Data records section start

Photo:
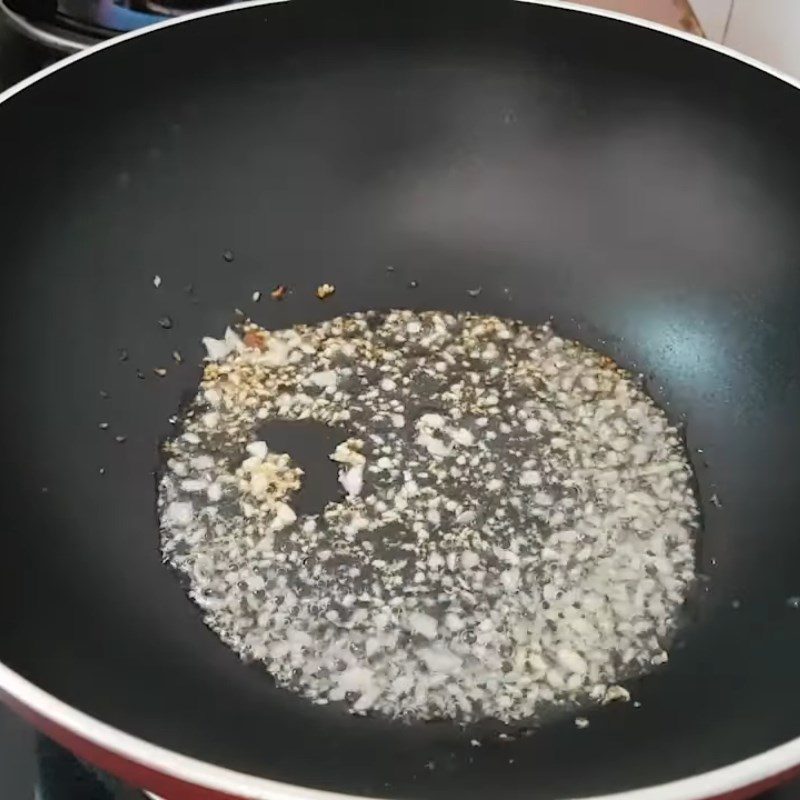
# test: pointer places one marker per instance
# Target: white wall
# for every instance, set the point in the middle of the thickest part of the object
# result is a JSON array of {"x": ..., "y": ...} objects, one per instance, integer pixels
[{"x": 768, "y": 30}]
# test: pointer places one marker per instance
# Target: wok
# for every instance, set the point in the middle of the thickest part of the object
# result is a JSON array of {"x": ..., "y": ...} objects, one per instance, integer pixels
[{"x": 639, "y": 187}]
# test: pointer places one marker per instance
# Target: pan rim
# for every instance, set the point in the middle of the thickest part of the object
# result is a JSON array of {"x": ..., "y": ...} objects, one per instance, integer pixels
[{"x": 755, "y": 769}]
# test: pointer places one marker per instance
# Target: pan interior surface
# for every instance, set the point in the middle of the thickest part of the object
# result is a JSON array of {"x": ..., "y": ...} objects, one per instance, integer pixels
[{"x": 639, "y": 189}]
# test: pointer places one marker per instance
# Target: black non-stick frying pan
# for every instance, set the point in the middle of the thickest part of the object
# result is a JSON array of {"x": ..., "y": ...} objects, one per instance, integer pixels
[{"x": 642, "y": 190}]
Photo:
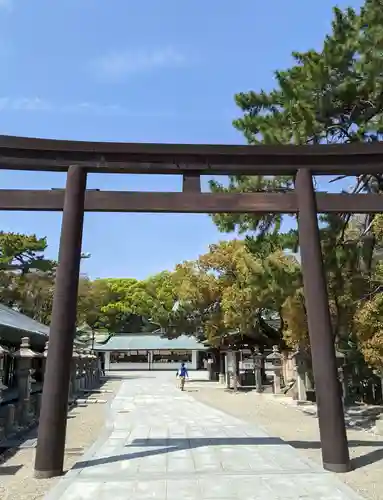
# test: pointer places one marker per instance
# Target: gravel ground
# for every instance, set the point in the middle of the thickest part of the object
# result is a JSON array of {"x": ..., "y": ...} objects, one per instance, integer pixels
[
  {"x": 84, "y": 425},
  {"x": 301, "y": 431}
]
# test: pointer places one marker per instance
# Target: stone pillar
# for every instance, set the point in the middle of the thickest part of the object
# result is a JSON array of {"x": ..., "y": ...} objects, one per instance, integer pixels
[
  {"x": 24, "y": 357},
  {"x": 276, "y": 359},
  {"x": 3, "y": 352},
  {"x": 45, "y": 355},
  {"x": 229, "y": 366},
  {"x": 257, "y": 355},
  {"x": 50, "y": 448},
  {"x": 107, "y": 361},
  {"x": 221, "y": 368},
  {"x": 300, "y": 368},
  {"x": 73, "y": 377},
  {"x": 332, "y": 428},
  {"x": 235, "y": 370},
  {"x": 10, "y": 423}
]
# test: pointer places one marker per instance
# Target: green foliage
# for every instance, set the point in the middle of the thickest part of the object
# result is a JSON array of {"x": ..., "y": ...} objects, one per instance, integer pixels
[
  {"x": 19, "y": 252},
  {"x": 26, "y": 275},
  {"x": 328, "y": 96}
]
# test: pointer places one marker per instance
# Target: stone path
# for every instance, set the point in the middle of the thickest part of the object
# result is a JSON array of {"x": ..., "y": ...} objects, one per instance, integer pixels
[{"x": 162, "y": 444}]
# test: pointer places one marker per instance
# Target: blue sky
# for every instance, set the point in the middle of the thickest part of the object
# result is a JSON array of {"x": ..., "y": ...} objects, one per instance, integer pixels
[{"x": 140, "y": 71}]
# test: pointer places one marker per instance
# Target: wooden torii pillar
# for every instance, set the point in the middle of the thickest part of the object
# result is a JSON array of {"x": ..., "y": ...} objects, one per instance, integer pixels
[
  {"x": 50, "y": 449},
  {"x": 335, "y": 454}
]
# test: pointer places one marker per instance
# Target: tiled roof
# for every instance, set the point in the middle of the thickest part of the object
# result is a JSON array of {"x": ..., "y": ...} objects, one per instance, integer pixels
[
  {"x": 135, "y": 342},
  {"x": 14, "y": 326}
]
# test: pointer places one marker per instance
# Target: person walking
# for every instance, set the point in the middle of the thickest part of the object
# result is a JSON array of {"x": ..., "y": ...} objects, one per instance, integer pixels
[{"x": 182, "y": 375}]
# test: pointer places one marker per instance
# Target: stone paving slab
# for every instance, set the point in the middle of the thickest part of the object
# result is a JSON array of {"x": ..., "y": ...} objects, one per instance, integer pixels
[{"x": 161, "y": 444}]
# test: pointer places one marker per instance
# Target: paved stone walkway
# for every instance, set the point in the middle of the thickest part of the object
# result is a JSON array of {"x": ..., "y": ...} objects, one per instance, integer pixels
[{"x": 162, "y": 444}]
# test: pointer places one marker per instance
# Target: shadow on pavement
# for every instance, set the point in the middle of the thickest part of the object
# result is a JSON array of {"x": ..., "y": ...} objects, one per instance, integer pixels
[
  {"x": 9, "y": 470},
  {"x": 162, "y": 446}
]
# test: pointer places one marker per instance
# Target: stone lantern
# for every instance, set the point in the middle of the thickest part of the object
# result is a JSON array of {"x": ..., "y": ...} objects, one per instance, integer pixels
[
  {"x": 342, "y": 375},
  {"x": 258, "y": 357},
  {"x": 24, "y": 357},
  {"x": 73, "y": 383},
  {"x": 275, "y": 358},
  {"x": 300, "y": 369},
  {"x": 3, "y": 352},
  {"x": 45, "y": 355}
]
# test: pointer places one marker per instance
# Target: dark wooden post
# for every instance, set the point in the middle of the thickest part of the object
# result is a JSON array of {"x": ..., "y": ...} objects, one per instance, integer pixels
[
  {"x": 335, "y": 454},
  {"x": 54, "y": 404}
]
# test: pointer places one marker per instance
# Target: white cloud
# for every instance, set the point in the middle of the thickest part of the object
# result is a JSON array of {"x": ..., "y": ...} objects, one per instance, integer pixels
[
  {"x": 24, "y": 104},
  {"x": 36, "y": 104},
  {"x": 6, "y": 4},
  {"x": 119, "y": 65}
]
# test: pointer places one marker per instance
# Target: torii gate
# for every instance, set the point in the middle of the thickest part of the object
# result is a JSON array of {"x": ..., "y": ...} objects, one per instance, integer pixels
[{"x": 190, "y": 161}]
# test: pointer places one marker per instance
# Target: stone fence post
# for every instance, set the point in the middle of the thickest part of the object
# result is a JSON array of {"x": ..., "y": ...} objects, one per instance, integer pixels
[
  {"x": 300, "y": 368},
  {"x": 276, "y": 359},
  {"x": 45, "y": 355},
  {"x": 257, "y": 355},
  {"x": 73, "y": 384},
  {"x": 3, "y": 352},
  {"x": 24, "y": 357}
]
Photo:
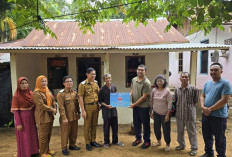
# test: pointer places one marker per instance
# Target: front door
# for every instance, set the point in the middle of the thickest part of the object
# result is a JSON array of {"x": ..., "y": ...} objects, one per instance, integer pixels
[{"x": 84, "y": 63}]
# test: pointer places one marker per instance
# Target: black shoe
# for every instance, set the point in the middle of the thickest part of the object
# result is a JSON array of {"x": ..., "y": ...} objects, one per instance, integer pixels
[
  {"x": 65, "y": 152},
  {"x": 207, "y": 155},
  {"x": 74, "y": 148},
  {"x": 88, "y": 147},
  {"x": 136, "y": 142},
  {"x": 95, "y": 144},
  {"x": 145, "y": 145}
]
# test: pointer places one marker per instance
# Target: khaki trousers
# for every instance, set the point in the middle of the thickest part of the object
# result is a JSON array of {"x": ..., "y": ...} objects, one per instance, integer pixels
[
  {"x": 68, "y": 133},
  {"x": 45, "y": 133},
  {"x": 90, "y": 123}
]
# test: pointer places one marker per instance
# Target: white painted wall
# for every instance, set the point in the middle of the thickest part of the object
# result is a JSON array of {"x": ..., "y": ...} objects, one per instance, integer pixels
[
  {"x": 216, "y": 36},
  {"x": 33, "y": 65}
]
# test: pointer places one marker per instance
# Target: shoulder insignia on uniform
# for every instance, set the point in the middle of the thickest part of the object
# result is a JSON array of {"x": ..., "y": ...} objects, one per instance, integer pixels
[
  {"x": 83, "y": 82},
  {"x": 62, "y": 90}
]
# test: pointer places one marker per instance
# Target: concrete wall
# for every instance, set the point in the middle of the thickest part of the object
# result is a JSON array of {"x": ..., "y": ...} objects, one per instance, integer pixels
[
  {"x": 215, "y": 37},
  {"x": 33, "y": 65}
]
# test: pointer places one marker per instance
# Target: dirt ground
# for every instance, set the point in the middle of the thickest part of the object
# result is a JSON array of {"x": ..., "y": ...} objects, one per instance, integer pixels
[{"x": 8, "y": 143}]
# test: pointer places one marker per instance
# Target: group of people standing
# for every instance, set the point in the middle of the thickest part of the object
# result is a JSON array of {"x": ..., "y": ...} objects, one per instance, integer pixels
[{"x": 39, "y": 107}]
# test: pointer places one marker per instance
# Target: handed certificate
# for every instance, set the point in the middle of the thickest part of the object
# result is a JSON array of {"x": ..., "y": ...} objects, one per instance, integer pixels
[{"x": 120, "y": 99}]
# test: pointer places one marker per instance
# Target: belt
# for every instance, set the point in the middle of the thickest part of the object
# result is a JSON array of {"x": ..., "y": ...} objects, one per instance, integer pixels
[{"x": 93, "y": 103}]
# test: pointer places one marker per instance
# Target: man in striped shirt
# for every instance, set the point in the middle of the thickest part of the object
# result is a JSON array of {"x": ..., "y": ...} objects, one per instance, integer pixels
[{"x": 186, "y": 97}]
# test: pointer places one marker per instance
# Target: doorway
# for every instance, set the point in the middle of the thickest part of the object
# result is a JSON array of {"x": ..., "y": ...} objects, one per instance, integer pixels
[{"x": 84, "y": 63}]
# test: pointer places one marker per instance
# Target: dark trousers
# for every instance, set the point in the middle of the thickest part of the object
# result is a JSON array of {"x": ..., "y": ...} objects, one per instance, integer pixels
[
  {"x": 113, "y": 123},
  {"x": 141, "y": 117},
  {"x": 214, "y": 126},
  {"x": 158, "y": 121}
]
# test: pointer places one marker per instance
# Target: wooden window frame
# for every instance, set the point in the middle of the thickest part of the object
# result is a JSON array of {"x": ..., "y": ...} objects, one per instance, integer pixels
[{"x": 126, "y": 68}]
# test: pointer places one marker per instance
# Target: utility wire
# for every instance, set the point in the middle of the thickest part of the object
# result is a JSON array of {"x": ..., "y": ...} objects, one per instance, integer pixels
[{"x": 53, "y": 17}]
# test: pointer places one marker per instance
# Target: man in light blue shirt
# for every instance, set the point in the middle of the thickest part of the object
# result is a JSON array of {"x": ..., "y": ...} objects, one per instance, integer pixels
[{"x": 214, "y": 98}]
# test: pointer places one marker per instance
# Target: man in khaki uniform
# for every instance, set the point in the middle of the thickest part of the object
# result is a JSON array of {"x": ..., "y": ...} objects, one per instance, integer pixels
[
  {"x": 44, "y": 115},
  {"x": 88, "y": 99},
  {"x": 67, "y": 100}
]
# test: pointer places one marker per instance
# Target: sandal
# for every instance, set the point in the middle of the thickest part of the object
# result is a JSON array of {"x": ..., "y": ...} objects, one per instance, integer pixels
[
  {"x": 156, "y": 144},
  {"x": 193, "y": 153}
]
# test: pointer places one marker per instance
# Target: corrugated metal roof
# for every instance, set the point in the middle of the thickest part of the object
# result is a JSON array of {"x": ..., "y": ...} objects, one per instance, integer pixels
[
  {"x": 154, "y": 48},
  {"x": 4, "y": 57},
  {"x": 107, "y": 34}
]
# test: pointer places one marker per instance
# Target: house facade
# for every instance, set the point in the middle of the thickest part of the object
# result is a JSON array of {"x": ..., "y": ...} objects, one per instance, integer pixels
[
  {"x": 181, "y": 61},
  {"x": 114, "y": 48}
]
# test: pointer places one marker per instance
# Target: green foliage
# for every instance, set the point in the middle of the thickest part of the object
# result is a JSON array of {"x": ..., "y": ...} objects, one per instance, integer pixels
[{"x": 203, "y": 14}]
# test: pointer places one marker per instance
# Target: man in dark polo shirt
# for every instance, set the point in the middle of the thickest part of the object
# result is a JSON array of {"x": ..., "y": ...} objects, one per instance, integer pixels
[
  {"x": 140, "y": 92},
  {"x": 109, "y": 113}
]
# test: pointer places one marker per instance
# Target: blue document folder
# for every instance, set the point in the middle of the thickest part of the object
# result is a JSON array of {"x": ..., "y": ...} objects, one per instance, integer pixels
[{"x": 120, "y": 99}]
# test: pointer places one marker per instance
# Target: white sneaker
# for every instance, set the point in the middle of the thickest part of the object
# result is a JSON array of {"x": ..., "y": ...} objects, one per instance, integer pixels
[{"x": 167, "y": 148}]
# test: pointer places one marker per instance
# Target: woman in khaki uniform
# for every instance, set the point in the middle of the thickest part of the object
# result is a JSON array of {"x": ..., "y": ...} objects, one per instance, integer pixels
[
  {"x": 69, "y": 115},
  {"x": 44, "y": 114}
]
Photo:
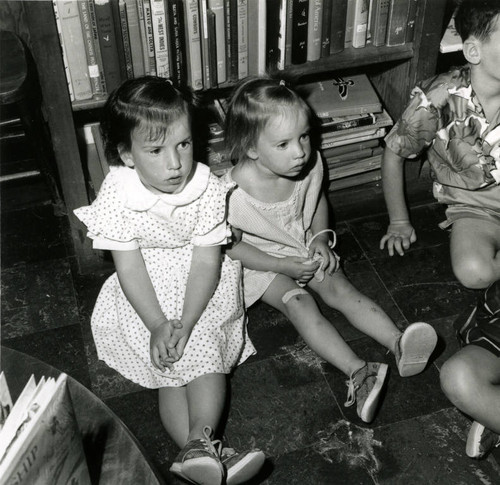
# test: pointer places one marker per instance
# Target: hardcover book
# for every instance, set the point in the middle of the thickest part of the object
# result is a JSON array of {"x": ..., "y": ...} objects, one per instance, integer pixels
[
  {"x": 342, "y": 96},
  {"x": 326, "y": 28},
  {"x": 134, "y": 31},
  {"x": 300, "y": 23},
  {"x": 177, "y": 42},
  {"x": 378, "y": 21},
  {"x": 217, "y": 7},
  {"x": 40, "y": 440},
  {"x": 108, "y": 44},
  {"x": 360, "y": 23},
  {"x": 193, "y": 44},
  {"x": 90, "y": 48},
  {"x": 396, "y": 22},
  {"x": 314, "y": 30},
  {"x": 257, "y": 38},
  {"x": 72, "y": 38},
  {"x": 273, "y": 9},
  {"x": 160, "y": 36},
  {"x": 337, "y": 31}
]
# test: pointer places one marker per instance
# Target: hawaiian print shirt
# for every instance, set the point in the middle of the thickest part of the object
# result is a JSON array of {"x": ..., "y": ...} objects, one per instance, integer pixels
[{"x": 445, "y": 117}]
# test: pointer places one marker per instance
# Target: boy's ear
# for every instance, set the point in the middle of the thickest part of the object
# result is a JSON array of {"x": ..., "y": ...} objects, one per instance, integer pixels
[
  {"x": 126, "y": 156},
  {"x": 252, "y": 154},
  {"x": 472, "y": 50}
]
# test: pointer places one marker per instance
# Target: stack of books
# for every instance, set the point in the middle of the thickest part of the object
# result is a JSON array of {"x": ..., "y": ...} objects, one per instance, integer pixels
[
  {"x": 40, "y": 442},
  {"x": 213, "y": 43},
  {"x": 352, "y": 124}
]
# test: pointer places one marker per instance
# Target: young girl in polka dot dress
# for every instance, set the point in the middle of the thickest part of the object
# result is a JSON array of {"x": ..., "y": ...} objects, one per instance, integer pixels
[{"x": 172, "y": 315}]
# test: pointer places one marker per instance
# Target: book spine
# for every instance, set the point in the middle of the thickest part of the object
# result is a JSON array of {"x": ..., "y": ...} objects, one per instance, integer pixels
[
  {"x": 337, "y": 34},
  {"x": 242, "y": 39},
  {"x": 314, "y": 30},
  {"x": 144, "y": 36},
  {"x": 107, "y": 42},
  {"x": 349, "y": 23},
  {"x": 257, "y": 38},
  {"x": 282, "y": 24},
  {"x": 205, "y": 48},
  {"x": 326, "y": 28},
  {"x": 127, "y": 51},
  {"x": 72, "y": 37},
  {"x": 160, "y": 36},
  {"x": 134, "y": 32},
  {"x": 90, "y": 48},
  {"x": 396, "y": 22},
  {"x": 115, "y": 12},
  {"x": 217, "y": 7},
  {"x": 212, "y": 46},
  {"x": 95, "y": 37},
  {"x": 288, "y": 33},
  {"x": 148, "y": 22},
  {"x": 177, "y": 43},
  {"x": 379, "y": 17},
  {"x": 63, "y": 50},
  {"x": 410, "y": 22},
  {"x": 272, "y": 33},
  {"x": 193, "y": 44},
  {"x": 360, "y": 23},
  {"x": 300, "y": 22}
]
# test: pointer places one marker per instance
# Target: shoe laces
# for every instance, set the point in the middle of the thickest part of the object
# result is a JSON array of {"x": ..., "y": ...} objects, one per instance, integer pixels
[
  {"x": 214, "y": 446},
  {"x": 352, "y": 387}
]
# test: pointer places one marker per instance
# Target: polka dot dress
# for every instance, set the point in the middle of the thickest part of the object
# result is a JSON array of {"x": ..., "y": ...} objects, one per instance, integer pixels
[{"x": 126, "y": 215}]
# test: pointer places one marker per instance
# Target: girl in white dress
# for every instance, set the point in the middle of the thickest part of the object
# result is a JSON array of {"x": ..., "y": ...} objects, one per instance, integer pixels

Data records section end

The task:
In the records above, how many lines include "blue"? Answer with the number alone.

Reply to the exercise:
3